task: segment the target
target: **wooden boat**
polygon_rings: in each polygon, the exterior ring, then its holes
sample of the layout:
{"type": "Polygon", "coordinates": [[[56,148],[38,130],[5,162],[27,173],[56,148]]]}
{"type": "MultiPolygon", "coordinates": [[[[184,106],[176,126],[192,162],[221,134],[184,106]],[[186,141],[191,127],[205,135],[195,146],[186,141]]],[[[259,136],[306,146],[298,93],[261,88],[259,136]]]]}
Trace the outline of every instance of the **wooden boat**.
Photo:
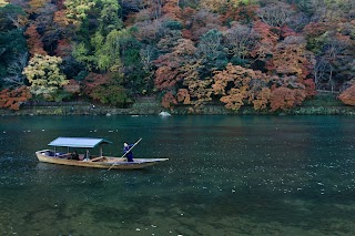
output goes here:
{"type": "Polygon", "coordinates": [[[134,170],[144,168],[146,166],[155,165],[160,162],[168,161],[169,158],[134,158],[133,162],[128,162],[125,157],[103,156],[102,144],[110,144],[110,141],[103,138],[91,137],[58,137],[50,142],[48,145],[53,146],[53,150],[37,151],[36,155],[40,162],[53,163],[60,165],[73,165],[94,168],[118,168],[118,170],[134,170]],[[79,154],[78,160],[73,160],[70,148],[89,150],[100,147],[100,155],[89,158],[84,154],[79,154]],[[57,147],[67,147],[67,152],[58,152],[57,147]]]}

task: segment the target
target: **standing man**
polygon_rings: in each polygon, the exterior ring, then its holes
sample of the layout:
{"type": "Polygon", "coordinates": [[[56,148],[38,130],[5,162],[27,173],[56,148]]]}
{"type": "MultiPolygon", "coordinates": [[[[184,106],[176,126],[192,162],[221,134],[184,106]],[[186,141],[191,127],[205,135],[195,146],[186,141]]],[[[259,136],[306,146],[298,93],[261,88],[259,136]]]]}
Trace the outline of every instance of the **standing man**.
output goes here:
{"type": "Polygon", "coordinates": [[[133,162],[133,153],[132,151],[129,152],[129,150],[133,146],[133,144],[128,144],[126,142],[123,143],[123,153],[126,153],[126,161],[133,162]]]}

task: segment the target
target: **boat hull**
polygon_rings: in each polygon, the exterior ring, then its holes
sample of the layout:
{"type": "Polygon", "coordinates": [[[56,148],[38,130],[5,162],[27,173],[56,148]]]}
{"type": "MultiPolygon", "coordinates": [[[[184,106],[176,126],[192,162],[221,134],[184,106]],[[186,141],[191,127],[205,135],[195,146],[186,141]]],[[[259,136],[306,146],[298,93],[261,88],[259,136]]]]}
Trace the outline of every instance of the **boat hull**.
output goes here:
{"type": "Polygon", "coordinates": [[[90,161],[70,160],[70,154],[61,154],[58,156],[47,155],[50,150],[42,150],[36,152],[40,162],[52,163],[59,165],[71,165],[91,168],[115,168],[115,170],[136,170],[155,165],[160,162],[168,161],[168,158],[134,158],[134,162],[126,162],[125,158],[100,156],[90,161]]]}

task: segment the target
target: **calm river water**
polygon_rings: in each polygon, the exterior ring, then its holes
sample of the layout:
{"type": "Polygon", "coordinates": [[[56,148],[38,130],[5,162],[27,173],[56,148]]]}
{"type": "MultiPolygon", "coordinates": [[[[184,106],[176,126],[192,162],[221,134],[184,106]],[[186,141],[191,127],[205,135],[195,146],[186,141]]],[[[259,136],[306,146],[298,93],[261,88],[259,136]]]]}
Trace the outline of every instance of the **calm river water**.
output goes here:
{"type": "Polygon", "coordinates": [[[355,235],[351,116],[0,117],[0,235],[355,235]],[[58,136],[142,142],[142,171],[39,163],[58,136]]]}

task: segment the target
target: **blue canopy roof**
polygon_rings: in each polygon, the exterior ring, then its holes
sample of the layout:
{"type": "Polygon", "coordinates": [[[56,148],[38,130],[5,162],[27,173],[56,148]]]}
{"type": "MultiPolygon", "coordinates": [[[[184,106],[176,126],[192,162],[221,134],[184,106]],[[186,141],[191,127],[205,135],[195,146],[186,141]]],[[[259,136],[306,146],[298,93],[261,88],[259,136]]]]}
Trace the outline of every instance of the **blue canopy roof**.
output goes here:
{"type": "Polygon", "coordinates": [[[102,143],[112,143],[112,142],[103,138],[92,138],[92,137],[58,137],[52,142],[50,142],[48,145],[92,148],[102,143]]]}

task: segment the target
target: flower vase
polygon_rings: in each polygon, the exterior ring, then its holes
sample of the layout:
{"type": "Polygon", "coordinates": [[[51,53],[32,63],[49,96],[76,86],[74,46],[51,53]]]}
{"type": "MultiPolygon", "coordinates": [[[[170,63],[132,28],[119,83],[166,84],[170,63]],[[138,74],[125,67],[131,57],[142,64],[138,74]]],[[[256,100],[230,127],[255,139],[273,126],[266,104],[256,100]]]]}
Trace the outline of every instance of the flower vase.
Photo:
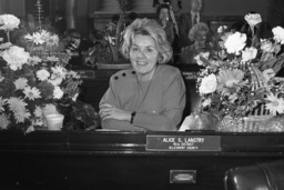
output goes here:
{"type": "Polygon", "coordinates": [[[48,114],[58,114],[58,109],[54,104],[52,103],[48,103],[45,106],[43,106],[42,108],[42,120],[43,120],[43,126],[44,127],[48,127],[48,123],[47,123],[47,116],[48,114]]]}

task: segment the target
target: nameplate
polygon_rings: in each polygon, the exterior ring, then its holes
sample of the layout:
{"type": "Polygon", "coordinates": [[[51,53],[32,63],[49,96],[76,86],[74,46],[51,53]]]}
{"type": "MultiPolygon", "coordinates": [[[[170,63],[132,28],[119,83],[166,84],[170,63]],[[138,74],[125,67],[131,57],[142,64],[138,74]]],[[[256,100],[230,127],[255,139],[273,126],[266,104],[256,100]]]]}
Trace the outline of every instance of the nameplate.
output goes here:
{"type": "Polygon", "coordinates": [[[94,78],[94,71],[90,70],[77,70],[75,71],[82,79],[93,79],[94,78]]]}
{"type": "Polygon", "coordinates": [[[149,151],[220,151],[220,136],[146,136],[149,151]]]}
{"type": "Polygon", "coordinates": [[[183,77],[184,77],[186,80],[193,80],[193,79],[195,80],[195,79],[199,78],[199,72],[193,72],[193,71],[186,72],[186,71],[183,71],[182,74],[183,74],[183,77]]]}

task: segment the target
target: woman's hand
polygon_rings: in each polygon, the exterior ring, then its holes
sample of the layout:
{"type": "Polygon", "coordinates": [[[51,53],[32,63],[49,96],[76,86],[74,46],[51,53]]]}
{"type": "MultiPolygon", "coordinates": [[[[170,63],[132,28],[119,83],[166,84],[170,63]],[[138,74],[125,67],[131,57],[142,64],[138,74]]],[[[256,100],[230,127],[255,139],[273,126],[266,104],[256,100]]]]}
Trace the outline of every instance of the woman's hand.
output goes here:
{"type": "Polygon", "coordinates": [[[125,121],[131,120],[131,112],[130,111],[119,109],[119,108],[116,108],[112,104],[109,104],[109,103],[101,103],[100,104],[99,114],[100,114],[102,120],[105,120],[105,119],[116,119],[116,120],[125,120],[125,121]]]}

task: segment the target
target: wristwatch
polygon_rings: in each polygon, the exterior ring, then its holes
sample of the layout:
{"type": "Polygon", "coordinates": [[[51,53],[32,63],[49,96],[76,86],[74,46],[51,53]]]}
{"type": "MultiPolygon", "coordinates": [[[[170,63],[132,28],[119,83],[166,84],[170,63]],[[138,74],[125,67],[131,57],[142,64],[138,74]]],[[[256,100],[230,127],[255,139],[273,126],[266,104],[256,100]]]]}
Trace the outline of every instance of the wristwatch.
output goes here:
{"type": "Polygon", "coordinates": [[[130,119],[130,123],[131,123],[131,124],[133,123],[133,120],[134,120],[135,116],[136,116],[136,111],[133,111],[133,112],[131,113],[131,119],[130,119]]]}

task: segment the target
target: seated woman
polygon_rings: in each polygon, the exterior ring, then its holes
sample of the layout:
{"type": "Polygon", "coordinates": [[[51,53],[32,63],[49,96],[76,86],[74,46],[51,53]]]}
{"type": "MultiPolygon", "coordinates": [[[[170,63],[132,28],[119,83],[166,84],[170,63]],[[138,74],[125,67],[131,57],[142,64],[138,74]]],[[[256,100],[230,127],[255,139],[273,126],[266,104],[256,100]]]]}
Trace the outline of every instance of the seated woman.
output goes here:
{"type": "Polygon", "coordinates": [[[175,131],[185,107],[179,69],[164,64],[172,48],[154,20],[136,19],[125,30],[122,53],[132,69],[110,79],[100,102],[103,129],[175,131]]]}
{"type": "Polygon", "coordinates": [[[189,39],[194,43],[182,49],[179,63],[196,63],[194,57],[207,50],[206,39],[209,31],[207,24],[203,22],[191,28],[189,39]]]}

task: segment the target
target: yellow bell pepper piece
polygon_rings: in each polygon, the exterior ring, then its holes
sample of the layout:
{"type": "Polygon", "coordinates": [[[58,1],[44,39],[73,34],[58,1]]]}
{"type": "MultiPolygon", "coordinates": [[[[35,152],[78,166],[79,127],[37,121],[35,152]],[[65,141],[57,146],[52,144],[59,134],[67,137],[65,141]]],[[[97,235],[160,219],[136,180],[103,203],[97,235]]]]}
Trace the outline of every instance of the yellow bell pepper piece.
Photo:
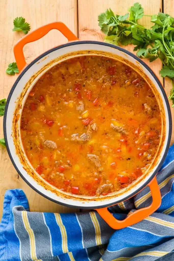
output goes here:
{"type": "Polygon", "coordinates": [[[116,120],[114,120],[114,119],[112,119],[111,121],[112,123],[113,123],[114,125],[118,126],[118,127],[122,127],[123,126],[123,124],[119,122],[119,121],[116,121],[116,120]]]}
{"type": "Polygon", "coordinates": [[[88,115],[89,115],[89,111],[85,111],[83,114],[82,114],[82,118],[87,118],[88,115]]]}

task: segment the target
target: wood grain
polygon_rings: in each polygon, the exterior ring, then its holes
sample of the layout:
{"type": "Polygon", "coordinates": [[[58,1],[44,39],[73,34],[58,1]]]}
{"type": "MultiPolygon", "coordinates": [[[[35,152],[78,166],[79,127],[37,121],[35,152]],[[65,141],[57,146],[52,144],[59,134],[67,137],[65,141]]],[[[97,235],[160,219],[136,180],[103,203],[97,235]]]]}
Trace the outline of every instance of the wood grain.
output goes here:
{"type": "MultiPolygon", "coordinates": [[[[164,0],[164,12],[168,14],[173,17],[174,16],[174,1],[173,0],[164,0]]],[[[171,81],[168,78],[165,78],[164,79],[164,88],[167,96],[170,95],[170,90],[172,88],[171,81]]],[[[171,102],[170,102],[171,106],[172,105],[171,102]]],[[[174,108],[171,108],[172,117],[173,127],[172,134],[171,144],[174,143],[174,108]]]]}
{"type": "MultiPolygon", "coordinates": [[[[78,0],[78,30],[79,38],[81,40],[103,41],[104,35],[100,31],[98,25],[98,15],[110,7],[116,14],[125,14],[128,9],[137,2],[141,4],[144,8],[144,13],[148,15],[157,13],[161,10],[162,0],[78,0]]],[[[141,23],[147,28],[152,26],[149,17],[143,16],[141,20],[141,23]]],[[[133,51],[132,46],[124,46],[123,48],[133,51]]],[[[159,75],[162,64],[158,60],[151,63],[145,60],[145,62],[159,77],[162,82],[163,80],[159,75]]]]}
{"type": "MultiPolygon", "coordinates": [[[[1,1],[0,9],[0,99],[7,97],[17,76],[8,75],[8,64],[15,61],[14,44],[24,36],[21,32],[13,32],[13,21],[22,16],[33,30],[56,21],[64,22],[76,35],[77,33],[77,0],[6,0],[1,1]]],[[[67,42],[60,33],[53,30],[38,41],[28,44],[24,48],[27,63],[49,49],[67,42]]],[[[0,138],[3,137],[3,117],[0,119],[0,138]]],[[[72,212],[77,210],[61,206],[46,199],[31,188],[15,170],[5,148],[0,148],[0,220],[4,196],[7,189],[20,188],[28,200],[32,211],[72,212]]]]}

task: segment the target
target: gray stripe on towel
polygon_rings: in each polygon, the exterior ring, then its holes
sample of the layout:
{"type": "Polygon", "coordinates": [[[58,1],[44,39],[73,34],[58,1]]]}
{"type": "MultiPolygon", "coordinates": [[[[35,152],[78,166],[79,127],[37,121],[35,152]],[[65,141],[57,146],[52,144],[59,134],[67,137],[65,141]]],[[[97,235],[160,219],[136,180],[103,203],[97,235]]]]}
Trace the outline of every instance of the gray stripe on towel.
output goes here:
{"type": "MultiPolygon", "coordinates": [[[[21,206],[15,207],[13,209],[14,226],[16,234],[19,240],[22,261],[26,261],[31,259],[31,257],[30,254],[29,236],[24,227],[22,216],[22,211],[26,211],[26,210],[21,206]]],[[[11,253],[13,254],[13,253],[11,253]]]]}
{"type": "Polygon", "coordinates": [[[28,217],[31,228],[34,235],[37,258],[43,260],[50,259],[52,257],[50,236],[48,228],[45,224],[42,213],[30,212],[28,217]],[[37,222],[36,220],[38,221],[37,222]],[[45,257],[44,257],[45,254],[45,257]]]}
-------------------------
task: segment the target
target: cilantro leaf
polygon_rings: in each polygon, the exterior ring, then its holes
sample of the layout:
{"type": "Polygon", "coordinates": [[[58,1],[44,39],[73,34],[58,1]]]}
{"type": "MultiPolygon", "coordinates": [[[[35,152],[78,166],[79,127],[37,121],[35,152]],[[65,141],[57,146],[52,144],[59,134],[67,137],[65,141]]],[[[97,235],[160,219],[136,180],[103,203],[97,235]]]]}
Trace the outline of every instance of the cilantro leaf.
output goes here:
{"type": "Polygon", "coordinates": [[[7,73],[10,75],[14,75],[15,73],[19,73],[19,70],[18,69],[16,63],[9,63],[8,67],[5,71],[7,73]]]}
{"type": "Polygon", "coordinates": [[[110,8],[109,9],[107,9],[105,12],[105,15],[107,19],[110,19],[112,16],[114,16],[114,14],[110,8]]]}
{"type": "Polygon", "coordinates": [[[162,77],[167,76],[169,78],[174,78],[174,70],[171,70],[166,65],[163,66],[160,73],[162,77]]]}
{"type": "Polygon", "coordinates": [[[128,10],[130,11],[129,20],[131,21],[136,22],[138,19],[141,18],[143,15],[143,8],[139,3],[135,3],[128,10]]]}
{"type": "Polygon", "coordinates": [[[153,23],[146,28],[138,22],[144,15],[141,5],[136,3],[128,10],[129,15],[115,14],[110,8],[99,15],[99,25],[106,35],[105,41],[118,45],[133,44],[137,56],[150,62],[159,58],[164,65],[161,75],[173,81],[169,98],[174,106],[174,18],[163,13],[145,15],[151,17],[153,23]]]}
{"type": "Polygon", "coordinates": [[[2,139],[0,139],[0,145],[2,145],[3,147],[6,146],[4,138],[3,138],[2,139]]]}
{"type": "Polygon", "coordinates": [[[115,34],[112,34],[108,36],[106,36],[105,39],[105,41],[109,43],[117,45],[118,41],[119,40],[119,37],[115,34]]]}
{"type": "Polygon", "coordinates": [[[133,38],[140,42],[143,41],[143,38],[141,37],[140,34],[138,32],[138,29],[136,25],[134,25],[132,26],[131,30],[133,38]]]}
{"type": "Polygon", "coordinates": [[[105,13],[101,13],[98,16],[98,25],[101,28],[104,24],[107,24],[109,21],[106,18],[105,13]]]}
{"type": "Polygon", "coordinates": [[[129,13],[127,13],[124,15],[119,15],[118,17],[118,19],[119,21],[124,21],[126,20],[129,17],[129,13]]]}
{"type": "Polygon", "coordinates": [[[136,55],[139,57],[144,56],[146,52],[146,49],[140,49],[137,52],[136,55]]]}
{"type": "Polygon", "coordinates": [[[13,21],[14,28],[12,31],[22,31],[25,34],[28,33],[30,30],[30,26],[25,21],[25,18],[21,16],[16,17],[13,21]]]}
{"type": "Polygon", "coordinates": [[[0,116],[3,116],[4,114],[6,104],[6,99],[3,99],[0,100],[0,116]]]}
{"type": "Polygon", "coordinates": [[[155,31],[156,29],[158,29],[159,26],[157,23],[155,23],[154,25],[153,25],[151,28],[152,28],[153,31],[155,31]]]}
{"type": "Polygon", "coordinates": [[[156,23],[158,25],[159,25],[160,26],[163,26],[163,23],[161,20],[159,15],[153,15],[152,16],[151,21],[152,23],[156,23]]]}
-------------------------
_Brief_
Collect every line in the material above that contains the string "piece", and copy each of those lines in full.

_Exercise solution_
target: yellow bell pepper piece
Trace the outline of every instance of the yellow bell pepper piece.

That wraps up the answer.